### PROVIDED RECORDS
*** Begin section ***
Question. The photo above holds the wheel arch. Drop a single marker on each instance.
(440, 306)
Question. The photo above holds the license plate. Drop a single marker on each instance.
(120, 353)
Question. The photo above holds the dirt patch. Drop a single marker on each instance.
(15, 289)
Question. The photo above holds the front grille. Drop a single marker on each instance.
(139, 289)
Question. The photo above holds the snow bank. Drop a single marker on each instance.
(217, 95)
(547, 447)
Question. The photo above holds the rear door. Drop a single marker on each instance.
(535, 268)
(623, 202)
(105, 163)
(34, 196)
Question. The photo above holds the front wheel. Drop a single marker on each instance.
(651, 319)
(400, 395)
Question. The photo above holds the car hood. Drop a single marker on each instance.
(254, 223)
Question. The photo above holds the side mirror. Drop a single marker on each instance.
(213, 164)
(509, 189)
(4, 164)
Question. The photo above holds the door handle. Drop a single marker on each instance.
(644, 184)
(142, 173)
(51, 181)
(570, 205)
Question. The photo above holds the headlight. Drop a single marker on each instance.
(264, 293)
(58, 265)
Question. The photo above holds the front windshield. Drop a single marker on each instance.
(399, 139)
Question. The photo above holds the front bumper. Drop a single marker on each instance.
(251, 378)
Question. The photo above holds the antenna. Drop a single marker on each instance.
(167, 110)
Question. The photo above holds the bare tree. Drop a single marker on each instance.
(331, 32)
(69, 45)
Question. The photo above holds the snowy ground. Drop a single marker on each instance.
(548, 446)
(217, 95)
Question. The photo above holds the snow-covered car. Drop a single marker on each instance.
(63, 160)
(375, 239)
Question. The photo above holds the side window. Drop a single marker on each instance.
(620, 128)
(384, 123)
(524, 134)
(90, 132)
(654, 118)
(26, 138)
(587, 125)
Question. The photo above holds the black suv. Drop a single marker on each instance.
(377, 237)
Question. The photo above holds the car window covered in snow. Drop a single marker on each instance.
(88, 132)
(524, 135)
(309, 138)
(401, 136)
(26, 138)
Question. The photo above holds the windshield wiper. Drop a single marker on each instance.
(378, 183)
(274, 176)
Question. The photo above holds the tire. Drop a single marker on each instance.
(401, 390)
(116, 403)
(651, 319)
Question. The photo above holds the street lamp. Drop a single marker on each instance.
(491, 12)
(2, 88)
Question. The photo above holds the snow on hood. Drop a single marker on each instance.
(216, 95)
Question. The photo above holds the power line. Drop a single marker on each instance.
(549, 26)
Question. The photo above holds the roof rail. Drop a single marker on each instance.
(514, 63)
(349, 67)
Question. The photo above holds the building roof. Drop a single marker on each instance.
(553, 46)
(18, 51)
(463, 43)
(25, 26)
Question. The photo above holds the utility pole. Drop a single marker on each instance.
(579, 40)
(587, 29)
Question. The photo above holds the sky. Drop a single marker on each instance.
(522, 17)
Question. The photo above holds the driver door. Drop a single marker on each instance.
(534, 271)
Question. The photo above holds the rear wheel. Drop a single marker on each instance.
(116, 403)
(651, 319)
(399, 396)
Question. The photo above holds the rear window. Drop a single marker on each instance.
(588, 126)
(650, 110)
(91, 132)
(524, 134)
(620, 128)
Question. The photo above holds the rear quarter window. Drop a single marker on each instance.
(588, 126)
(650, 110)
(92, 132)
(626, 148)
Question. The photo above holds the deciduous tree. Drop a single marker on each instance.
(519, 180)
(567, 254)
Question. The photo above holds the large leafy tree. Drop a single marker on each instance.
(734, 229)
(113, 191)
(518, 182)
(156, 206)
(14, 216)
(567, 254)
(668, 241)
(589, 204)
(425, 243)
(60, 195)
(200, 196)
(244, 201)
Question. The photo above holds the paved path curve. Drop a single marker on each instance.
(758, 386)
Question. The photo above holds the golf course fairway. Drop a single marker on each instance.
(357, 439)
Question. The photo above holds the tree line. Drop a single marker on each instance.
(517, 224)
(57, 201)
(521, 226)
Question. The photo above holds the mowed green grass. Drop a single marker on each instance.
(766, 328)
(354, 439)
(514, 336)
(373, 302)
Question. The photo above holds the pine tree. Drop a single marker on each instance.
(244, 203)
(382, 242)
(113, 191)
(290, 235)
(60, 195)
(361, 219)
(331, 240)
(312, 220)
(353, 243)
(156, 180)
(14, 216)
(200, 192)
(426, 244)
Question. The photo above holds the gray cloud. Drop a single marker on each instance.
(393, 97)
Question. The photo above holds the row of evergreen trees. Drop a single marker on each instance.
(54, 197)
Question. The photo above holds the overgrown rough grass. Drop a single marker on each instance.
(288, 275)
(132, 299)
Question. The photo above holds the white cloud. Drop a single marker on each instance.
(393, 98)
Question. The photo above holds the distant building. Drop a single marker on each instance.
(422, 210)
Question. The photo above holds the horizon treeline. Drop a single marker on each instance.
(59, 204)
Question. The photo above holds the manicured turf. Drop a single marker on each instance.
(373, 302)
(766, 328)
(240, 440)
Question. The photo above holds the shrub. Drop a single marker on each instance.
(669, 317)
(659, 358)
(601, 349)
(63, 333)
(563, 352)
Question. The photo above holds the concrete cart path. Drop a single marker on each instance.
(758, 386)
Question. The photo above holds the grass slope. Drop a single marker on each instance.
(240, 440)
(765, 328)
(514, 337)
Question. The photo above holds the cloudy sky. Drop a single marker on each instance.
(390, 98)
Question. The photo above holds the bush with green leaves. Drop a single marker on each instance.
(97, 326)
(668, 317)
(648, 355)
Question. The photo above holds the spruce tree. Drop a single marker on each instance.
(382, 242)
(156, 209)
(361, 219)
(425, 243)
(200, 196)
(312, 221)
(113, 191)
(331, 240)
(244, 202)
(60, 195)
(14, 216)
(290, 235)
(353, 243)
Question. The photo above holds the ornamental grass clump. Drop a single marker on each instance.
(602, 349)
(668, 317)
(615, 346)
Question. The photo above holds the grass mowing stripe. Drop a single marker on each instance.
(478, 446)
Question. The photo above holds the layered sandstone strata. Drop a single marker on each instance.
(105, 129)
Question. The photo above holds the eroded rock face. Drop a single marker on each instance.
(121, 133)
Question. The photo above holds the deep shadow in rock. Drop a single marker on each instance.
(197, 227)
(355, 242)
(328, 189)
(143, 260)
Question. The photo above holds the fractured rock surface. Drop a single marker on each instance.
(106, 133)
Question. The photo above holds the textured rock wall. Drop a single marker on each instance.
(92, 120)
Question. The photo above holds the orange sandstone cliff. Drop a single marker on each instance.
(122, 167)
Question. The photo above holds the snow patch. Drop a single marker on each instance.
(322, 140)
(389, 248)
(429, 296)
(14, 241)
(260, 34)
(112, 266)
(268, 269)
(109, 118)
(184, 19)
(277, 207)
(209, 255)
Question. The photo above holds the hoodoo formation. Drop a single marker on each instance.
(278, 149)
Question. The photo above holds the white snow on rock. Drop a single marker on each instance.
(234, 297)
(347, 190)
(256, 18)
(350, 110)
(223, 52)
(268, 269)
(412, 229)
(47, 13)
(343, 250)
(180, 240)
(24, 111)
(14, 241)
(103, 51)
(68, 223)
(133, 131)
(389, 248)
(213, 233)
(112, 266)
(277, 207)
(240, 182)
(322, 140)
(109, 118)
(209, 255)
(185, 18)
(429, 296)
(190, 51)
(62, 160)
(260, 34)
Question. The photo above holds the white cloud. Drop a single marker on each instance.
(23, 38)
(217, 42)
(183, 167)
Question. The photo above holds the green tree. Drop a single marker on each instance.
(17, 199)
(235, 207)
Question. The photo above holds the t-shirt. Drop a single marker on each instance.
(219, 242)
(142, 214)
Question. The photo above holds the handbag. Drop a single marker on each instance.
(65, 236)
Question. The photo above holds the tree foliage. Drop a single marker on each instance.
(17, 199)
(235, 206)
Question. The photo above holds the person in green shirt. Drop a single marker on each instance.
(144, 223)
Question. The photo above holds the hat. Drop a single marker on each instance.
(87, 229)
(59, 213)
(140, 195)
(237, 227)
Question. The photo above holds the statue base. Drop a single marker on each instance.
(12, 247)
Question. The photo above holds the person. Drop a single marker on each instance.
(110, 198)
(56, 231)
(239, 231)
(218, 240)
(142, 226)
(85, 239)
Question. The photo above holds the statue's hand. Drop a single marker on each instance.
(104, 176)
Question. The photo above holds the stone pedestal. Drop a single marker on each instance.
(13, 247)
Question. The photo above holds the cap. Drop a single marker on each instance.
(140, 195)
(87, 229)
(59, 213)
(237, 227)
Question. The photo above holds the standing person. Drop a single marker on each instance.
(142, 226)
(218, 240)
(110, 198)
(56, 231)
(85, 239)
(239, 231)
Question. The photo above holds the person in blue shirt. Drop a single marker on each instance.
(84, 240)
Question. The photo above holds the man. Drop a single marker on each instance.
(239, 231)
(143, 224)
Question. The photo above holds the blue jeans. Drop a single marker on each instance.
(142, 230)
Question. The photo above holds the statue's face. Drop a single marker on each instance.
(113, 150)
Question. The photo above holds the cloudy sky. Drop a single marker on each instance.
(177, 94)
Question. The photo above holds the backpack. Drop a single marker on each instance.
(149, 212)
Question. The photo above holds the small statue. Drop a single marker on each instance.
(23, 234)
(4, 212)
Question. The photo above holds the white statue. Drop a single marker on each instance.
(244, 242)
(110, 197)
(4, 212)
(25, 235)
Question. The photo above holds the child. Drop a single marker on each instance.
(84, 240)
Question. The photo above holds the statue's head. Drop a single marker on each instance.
*** End section ***
### EXERCISE DESCRIPTION
Reproduce exactly what appears from the line containing "Question. The photo above holds the blue" down to the final line of the data.

### REPLY
Question. The photo above holds the blue jeans. Drop a single marker on each instance.
(142, 230)
Question. The photo above holds the statue's face. Drop a single marker on each instance.
(113, 150)
Question. The photo above holds the cloudy sky. Drop a single marker on each instance.
(177, 94)
Question. The photo above holds the backpack. Drop a single marker on each instance.
(149, 212)
Question. The photo above holds the small statue. Drop a single marker on each instance.
(23, 234)
(4, 212)
Question. The photo above holds the white statue. Drop a single marker on each instance.
(244, 242)
(110, 197)
(4, 212)
(25, 235)
Question. The photo above holds the child. Drop a single marker on each instance.
(84, 240)
Question. The photo above holds the statue's head. Drop a single marker on each instance.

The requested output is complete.